■ Exercise task ■
Tally the lines of the material below that contain the word "green". State only the resulting number.

--- Materials provided ---

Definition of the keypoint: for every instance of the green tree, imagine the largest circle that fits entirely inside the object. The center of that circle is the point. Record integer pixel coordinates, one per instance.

---
--- Materials provided ---

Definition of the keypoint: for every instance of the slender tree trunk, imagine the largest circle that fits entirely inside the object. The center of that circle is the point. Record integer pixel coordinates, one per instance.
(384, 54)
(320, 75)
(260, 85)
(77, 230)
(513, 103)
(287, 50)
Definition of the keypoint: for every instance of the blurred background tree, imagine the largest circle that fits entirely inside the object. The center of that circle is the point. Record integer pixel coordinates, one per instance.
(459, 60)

---

■ Finished exercise ■
1